§ Task statement: Put every line of the records below into a JSON list of strings, with one string per line and no blank lines.
* START Information provided *
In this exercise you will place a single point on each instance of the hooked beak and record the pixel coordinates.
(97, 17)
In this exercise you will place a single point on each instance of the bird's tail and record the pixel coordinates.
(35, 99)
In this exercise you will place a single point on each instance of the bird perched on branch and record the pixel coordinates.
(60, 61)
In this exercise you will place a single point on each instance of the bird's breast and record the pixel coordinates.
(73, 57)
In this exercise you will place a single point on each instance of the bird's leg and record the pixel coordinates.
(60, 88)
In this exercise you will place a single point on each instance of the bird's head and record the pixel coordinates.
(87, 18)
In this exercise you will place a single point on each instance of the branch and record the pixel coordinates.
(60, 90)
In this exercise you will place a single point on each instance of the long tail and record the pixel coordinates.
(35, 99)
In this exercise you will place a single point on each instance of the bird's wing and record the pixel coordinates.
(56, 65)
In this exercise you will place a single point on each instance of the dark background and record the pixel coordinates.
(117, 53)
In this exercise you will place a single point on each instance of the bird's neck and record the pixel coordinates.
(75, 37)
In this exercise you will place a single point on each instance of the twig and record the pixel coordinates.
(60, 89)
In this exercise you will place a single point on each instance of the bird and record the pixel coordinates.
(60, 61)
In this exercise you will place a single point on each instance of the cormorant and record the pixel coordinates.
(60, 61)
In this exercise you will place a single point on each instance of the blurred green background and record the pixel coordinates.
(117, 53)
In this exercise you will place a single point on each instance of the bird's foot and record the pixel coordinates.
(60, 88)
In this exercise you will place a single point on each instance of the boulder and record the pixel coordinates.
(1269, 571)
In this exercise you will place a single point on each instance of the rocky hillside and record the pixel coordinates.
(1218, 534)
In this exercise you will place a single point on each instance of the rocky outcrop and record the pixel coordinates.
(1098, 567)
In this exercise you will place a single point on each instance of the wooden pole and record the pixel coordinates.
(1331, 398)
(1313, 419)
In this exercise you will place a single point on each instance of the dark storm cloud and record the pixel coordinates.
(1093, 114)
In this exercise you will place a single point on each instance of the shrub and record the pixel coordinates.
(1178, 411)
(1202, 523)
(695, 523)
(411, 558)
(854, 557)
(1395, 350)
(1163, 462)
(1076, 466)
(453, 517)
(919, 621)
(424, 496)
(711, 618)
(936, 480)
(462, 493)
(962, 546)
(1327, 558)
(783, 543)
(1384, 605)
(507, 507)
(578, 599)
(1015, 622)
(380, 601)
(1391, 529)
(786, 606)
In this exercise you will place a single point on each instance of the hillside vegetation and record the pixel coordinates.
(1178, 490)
* END Information provided *
§ Expected answer:
[
  "In this exercise you will place a single point on each instance of the hooked beak and record the pixel coordinates.",
  "(97, 17)",
  "In this exercise you will place a single point on each instance of the bird's tail and record the pixel coordinates.",
  "(35, 99)",
  "In this exercise you will place a single point on each instance of the bird perched on branch and record the pixel coordinates.",
  "(60, 61)",
  "In this exercise you will place a single point on each instance of the bird's breast and record the pixel coordinates.",
  "(73, 57)",
  "In this exercise you will place a single point on each instance of the bird's leg and record the pixel coordinates.",
  "(60, 88)",
  "In this exercise you will place a single point on each instance of the bird's head and record the pixel coordinates.",
  "(87, 18)",
  "In this exercise you will place a single point on each instance of the branch and record the pixel coordinates.",
  "(60, 90)",
  "In this exercise you will place a single point on each instance of the long tail and record the pixel coordinates.",
  "(35, 99)",
  "In this exercise you will place a single point on each instance of the bird's wing and record the pixel coordinates.",
  "(56, 65)",
  "In this exercise you will place a single point on each instance of the dark background and record the pixel coordinates.",
  "(117, 53)",
  "In this exercise you will place a single point on each instance of the bird's neck and record the pixel coordinates.",
  "(75, 37)",
  "In this exercise you will place a single point on each instance of the twig and record the pixel coordinates.",
  "(60, 89)",
  "In this exercise you will place a single point on each instance of the bird and record the pixel coordinates.",
  "(60, 61)",
  "In this exercise you will place a single point on each instance of the cormorant and record the pixel coordinates.",
  "(60, 61)",
  "In this exercise you will place a single point on each instance of the blurred green background and record the pixel coordinates.",
  "(117, 53)",
  "In this exercise you will place a single point on each instance of the bird's foot and record the pixel coordinates.",
  "(60, 88)",
  "In this exercise you will place a single point on each instance of the boulder and record the pixel coordinates.",
  "(1269, 571)",
  "In this exercise you will place a single point on each instance of the rocky hillside and record the pixel coordinates.",
  "(1218, 534)",
  "In this exercise you will place a single point on each instance of the rocky outcrop and record the pixel coordinates.",
  "(1098, 567)",
  "In this exercise you will place a single point on each instance of the wooden pole and record the pixel coordinates.",
  "(1331, 398)",
  "(1313, 419)",
  "In this exercise you will place a single point on each instance of the dark storm cloud and record the pixel coordinates.",
  "(1093, 114)",
  "In this exercise you will place a single point on each instance of the shrub and record the pixel coordinates.",
  "(1178, 411)",
  "(1202, 523)",
  "(695, 523)",
  "(411, 558)",
  "(854, 557)",
  "(1395, 350)",
  "(1163, 462)",
  "(1076, 466)",
  "(453, 517)",
  "(919, 621)",
  "(424, 496)",
  "(711, 618)",
  "(936, 480)",
  "(462, 493)",
  "(962, 546)",
  "(1327, 558)",
  "(783, 543)",
  "(1384, 605)",
  "(507, 507)",
  "(578, 599)",
  "(1015, 622)",
  "(380, 601)",
  "(1391, 529)",
  "(786, 606)",
  "In this exercise you will place a single point on each instance of the hillside vegetation and record the pixel coordinates.",
  "(1178, 490)"
]